### SOURCE PASSAGE
The FeedForward class is responsible for transforming the data as it moves through the model. It applies a series of linear transformations to process and enhance the information. Think of it as the model’s way of refining and expanding on the data it receives.

class FeedForward(nn.Module):
def __init__(self, args: "ModelArgs"):
super().__init__()

self.w1 = nn.Linear(args.dim, args.hidden_dim, bias=False)
self.w2 = nn.Linear(args.hidden_dim, args.dim, bias=False)
self.w3 = nn.Linear(args.dim, args.hidden_dim, bias=False)

def forward(self, x) -> torch.Tensor:
return self.w2(F.silu(self.w1(x)) * self.w3(x))

we define three linear layers : w1, w2, and w3 which are like different stages of processing for the data:

  • w1: takes the input data and projects it to a higher-dimensional space. this helps the model learn more complex patterns.
  • w2: applies a non-linear activation function, Silu, which introduces non-linearity into the model. non-linearity is crucial for the model to learn complex relationships.
  • w3: Combines the output from w1 with the original input data to refine and produce the final result.

RoPE is a technique we covered earlier in the blog, where we explored how positional encodings help the model understand the order of words in a sequence.

class RoPE(nn.Module):
def __init__(self, dim: int, traditional: bool = False, base: float = 10000.0):
super().__init__()
self.dim = dim
self.traditional = traditional
self.base = base
self.freqs = self.create_freqs(dim // 2)

def create_freqs(self, n: int):
freqs = 1.0 / (self.base ** (torch.arange(0, n, 2) / n))
return freqs

def forward(self, x: torch.Tensor, offset: int = 0):
if self.traditional:
t = torch.arange(x.shape[2], device=x.device) + offset
else:
t = torch.arange(x.shape[2], device=x.device)
freqs = self.freqs.to(x.device)
t_sin = torch.sin(t[:, None] * freqs[None, :])
t_cos = torch.cos(t[:, None] * freqs[None, :])
return torch.stack([x[..., 0::2] * t_cos + x[..., 1::2] * t_sin,
x[..., 0::2] * t_sin - x[..., 1::2] * t_cos], dim=-1).flatten(-2, -1)

RoPE creates a set of frequencies that represent different positions in the sequence of words. these frequencies help encode where each word is located in the sequence.

so this class applies these frequencies to the input data by calculating sine and cosine values. this is a sophisticated way to add information about word positions into the model. it’s like adding a timestamp to each word to tell the model where it is in the sentence .

In this Attention class, we bring to life several techniques we discussed earlier, including Sliding Window Attention (SWA), Grouped-Query Attention (GQA), and Rolling Buffer Cache , here’s a look at how these concepts are applied in the code.

Initialization: We set up the attention mechanisms by defining the number of attention heads and the size of the key and value vectors. We also initialize the Rotary Position Embedding (RoPE) class, which we covered before for enhancing the positional information in our attention mechanism.

class Attention(nn.Module):
def __init__(self, args: "ModelArgs"):
super().__init__()

### RECORDED DATA
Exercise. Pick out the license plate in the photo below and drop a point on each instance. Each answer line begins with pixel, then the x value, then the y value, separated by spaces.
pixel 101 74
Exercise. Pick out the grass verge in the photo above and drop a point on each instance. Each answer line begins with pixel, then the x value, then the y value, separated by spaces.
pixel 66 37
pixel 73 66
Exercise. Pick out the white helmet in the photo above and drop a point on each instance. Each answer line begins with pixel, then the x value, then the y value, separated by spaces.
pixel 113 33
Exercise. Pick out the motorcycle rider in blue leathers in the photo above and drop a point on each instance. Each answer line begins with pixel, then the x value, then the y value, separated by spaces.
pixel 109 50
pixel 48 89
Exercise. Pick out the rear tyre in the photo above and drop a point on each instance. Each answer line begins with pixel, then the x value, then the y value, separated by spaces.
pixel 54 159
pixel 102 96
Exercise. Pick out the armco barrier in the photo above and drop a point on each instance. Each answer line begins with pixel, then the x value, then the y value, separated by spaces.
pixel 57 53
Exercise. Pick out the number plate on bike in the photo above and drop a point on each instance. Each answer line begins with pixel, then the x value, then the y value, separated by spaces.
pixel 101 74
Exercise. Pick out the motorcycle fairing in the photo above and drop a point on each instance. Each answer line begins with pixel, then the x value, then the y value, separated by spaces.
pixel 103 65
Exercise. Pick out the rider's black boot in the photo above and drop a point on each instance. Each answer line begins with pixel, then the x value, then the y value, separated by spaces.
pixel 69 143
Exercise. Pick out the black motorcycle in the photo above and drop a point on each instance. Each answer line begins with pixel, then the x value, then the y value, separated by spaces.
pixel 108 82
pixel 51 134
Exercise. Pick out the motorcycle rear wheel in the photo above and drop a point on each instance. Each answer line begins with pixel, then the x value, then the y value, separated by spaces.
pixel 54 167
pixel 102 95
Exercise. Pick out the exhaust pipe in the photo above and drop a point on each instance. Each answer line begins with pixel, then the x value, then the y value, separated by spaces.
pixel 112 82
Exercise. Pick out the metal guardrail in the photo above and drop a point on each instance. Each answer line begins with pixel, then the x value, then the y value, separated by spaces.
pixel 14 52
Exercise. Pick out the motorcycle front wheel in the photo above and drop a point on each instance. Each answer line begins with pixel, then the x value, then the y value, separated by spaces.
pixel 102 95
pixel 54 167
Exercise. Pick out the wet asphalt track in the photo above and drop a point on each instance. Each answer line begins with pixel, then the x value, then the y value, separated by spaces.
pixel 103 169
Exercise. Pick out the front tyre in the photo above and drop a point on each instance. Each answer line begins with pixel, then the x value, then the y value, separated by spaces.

### THE EXERCISE
Reproduce everything in the code walkthrough from "RoPE creates a" down to "the sentence .". The records were taken from a different source than the passage.

### ANSWER TO THE PROBLEM
RoPE creates a set of frequencies that represent different positions in the sequence of words. these frequencies help encode where each word is located in the sequence.

so this class applies these frequencies to the input data by calculating sine and cosine values. this is a sophisticated way to add information about word positions into the model. it’s like adding a timestamp to each word to tell the model where it is in the sentence .